- Goal
Count the lines in the material below that contain the string "laptop", treating uppercase and lowercase as different. Reply with the number alone.
# Supplied records start
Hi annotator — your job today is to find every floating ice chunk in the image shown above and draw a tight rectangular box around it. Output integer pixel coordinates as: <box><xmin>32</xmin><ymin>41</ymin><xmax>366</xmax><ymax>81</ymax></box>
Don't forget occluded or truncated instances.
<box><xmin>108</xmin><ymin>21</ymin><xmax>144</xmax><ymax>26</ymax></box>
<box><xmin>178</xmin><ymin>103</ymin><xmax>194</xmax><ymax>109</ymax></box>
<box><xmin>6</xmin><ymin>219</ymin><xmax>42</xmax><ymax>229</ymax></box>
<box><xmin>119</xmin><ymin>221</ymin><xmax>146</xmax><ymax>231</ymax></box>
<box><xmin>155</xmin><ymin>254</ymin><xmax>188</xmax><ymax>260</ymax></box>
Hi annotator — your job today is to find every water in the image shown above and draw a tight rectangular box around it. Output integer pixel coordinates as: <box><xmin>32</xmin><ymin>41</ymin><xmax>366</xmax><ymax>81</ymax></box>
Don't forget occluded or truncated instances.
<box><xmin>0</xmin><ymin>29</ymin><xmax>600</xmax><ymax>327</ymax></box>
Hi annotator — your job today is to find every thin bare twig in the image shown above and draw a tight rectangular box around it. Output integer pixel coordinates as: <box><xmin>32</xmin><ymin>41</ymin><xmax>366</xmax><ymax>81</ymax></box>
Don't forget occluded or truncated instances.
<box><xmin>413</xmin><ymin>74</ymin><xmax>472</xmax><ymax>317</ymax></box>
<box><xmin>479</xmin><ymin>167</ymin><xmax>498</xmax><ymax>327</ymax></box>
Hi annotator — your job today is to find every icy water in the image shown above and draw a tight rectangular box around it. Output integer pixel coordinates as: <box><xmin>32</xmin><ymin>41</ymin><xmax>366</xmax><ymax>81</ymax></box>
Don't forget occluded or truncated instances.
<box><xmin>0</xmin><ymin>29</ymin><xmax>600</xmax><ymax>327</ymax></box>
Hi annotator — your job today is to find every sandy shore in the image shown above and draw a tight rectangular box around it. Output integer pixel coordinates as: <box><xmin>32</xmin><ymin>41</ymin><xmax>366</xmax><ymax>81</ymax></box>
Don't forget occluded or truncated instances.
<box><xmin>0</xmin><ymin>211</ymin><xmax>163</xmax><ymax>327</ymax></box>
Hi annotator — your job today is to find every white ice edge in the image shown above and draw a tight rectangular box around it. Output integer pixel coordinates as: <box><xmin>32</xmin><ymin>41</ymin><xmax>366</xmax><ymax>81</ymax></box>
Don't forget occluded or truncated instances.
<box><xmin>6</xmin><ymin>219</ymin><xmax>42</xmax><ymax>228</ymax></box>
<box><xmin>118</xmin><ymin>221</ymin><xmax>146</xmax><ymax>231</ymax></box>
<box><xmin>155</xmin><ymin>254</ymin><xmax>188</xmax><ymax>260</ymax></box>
# Supplied records end
# Supplied records start
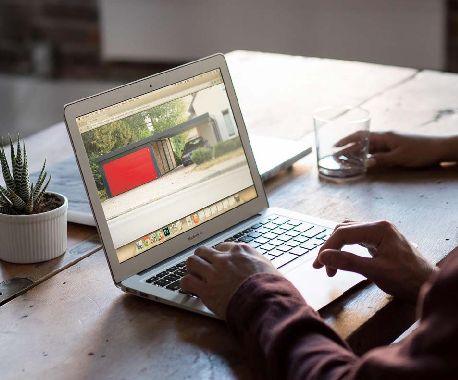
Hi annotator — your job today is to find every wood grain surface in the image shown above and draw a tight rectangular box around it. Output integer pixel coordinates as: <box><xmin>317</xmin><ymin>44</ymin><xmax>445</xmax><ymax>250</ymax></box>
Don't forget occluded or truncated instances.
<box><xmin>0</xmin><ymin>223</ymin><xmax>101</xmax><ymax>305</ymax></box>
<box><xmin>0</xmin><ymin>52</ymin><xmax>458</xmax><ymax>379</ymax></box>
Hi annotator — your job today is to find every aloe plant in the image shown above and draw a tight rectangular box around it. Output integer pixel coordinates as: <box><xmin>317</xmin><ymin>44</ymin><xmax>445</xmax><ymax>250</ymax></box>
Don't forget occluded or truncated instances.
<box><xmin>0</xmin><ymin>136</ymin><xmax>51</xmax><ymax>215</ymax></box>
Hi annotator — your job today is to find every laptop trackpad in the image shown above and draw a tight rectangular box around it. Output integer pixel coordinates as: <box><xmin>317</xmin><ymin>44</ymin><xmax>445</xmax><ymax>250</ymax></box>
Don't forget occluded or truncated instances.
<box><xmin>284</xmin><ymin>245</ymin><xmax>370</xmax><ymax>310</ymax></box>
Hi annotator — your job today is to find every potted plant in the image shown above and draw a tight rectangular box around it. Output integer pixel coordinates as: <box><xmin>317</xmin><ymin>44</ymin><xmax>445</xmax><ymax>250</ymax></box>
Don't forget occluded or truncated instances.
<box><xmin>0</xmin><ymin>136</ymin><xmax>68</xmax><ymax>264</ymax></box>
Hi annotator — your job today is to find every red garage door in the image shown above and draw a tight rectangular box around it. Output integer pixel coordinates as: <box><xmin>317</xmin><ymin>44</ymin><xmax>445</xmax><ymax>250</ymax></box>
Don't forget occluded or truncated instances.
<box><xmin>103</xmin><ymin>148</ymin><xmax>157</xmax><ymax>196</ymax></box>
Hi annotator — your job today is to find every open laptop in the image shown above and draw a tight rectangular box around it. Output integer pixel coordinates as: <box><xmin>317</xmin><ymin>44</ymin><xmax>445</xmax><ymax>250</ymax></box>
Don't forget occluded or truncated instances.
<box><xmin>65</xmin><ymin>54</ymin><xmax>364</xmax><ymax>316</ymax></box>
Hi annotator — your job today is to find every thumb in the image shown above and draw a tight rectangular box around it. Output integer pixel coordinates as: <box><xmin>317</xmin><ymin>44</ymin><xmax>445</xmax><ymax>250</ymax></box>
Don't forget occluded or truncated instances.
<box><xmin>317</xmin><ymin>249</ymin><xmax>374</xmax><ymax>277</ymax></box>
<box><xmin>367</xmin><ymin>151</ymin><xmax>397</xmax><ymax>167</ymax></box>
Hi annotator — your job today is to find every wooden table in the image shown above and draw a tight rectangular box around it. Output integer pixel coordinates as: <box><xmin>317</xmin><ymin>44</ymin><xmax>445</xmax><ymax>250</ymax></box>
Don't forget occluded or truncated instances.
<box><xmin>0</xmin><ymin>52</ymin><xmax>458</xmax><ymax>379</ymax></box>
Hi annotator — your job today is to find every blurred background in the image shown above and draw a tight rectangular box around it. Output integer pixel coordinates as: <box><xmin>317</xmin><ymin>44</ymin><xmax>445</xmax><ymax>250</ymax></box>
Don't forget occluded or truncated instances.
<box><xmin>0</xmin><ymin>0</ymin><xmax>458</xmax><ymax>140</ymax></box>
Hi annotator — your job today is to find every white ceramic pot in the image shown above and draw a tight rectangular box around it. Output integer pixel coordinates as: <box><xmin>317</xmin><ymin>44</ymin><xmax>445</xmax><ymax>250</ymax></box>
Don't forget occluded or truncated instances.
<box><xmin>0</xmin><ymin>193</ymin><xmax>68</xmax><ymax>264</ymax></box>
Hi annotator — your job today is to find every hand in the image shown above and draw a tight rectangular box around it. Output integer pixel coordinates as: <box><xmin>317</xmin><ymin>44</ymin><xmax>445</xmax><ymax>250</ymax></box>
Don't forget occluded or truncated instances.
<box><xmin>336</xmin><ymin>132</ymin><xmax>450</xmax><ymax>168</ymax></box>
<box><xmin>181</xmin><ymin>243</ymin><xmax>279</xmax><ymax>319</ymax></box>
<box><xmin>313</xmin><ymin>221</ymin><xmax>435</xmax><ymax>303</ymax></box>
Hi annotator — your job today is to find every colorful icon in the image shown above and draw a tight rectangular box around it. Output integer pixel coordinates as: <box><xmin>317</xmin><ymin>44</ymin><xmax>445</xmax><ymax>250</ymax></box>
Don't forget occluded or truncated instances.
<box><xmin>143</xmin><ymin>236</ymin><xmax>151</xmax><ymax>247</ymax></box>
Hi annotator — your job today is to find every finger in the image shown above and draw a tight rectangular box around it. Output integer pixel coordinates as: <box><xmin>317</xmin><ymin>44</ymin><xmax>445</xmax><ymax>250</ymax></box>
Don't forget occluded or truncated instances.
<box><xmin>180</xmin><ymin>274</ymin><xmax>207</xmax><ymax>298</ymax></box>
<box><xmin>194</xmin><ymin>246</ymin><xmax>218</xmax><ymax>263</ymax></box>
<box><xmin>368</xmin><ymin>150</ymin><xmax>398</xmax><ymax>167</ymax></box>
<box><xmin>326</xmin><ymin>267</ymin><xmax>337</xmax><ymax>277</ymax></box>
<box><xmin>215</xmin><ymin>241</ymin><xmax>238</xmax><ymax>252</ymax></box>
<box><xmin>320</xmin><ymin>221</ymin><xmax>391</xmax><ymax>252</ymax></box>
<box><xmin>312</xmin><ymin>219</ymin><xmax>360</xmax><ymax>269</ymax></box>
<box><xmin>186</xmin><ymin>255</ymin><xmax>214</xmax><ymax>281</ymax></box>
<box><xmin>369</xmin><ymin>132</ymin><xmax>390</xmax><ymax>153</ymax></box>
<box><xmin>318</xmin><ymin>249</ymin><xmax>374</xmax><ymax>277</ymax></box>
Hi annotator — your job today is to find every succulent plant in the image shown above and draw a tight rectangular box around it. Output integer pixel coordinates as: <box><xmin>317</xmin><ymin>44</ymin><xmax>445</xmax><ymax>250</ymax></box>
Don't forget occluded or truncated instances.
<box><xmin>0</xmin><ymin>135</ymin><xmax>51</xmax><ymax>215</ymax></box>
# Supplied records end
# Supplied records start
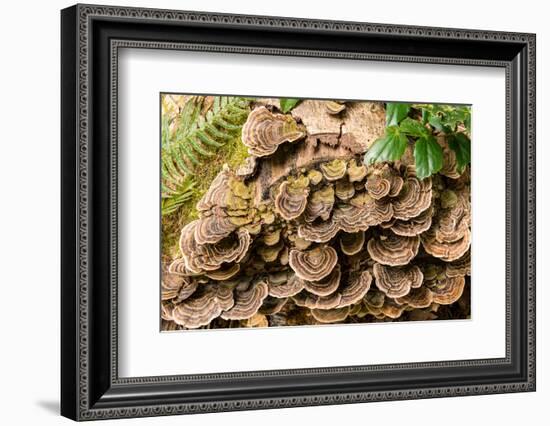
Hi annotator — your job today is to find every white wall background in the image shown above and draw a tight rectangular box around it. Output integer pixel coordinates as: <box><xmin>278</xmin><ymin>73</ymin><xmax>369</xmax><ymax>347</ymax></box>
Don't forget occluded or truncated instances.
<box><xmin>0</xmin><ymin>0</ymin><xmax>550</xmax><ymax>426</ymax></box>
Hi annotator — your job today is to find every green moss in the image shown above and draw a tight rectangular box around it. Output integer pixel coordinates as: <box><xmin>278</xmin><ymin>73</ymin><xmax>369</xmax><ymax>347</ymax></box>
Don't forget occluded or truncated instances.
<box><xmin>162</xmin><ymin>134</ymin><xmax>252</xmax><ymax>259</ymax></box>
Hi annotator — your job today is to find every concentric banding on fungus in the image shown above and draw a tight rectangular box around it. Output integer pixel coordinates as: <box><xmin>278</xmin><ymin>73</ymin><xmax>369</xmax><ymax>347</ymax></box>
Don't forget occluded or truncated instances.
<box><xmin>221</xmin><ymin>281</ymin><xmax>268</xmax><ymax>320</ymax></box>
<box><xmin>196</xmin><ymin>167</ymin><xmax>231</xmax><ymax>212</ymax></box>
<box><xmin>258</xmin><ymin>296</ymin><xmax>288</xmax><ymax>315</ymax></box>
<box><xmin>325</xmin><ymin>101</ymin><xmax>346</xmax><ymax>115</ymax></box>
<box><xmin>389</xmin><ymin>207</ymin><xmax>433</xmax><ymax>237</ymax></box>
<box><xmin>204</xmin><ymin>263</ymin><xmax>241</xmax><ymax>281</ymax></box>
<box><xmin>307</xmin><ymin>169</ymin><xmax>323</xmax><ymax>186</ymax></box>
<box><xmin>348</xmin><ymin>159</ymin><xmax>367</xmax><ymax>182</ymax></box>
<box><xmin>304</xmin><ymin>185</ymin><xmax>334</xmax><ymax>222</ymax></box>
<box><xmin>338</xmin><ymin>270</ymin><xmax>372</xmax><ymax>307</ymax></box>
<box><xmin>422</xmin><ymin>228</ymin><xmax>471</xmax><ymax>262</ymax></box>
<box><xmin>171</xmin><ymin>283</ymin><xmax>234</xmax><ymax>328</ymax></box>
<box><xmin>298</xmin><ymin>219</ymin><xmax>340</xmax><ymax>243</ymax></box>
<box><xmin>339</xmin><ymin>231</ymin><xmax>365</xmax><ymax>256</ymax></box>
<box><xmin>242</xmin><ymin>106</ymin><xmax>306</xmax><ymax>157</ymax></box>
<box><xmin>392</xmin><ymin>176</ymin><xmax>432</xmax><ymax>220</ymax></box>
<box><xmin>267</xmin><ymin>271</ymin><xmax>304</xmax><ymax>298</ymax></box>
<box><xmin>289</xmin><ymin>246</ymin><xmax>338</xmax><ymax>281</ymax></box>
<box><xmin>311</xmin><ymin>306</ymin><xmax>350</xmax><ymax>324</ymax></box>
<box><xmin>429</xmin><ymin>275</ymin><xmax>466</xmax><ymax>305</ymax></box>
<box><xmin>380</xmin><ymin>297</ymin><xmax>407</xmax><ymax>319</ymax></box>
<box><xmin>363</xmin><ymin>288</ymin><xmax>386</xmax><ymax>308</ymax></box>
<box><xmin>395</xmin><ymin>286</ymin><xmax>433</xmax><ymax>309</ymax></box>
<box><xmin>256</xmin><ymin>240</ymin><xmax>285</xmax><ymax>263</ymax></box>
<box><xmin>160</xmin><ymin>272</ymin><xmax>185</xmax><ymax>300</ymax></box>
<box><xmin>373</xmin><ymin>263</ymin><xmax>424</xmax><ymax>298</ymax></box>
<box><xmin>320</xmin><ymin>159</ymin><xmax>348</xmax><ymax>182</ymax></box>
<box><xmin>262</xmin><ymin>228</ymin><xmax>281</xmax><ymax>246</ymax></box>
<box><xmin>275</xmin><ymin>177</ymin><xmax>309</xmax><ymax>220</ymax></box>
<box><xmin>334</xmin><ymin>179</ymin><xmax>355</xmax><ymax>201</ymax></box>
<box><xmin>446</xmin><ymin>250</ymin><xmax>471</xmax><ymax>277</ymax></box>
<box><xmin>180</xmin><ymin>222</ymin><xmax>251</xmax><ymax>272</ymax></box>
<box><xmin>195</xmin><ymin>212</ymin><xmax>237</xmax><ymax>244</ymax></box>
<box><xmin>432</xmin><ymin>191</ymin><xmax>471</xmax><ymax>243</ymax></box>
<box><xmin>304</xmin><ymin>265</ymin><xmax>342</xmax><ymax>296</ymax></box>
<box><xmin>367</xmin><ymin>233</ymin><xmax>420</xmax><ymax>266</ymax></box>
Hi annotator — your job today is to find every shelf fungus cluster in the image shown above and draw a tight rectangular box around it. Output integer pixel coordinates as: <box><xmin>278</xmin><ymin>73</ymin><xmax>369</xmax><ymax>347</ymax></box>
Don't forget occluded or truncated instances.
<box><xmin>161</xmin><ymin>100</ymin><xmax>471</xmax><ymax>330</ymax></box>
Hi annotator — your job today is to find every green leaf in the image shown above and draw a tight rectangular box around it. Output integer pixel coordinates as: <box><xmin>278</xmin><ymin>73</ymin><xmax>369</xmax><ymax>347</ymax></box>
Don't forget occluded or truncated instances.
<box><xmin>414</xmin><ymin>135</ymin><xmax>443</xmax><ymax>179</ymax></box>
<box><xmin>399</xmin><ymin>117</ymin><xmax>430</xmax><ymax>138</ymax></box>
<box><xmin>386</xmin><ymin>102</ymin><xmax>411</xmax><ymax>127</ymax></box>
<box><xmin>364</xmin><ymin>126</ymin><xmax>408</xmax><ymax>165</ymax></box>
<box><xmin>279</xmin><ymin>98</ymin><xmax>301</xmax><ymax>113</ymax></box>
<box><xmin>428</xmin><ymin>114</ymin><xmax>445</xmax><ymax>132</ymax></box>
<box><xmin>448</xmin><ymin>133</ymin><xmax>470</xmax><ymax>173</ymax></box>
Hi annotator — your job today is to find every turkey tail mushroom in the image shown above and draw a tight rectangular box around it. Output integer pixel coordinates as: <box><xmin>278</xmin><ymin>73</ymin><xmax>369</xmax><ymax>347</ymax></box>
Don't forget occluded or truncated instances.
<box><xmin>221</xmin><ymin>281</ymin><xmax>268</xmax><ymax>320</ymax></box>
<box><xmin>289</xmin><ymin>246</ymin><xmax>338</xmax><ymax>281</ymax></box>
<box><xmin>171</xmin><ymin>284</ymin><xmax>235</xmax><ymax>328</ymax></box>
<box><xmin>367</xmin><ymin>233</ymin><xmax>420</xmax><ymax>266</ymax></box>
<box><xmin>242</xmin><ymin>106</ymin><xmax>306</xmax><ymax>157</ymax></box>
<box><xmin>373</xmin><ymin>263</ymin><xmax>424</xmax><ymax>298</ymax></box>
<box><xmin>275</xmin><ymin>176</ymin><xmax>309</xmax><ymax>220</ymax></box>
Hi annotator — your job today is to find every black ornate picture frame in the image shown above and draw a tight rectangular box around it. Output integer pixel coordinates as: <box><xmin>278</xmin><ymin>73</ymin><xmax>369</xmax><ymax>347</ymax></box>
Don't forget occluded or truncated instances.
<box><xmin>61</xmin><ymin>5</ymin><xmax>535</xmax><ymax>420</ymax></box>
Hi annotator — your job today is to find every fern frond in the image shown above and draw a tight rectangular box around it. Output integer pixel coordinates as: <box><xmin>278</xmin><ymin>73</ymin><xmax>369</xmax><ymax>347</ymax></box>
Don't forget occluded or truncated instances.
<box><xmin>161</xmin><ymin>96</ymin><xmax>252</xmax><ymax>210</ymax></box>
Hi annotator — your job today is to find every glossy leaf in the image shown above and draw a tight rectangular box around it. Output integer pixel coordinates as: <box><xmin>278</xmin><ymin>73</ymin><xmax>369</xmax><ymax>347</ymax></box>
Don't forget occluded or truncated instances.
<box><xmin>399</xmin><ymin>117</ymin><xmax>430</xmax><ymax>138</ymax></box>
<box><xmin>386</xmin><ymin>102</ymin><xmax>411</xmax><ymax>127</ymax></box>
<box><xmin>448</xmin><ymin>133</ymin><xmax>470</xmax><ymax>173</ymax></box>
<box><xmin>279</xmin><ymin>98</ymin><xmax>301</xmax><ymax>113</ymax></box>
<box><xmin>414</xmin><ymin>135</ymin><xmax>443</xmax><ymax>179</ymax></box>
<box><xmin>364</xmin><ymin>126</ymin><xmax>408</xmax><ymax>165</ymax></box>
# Supplied records end
- Response below
2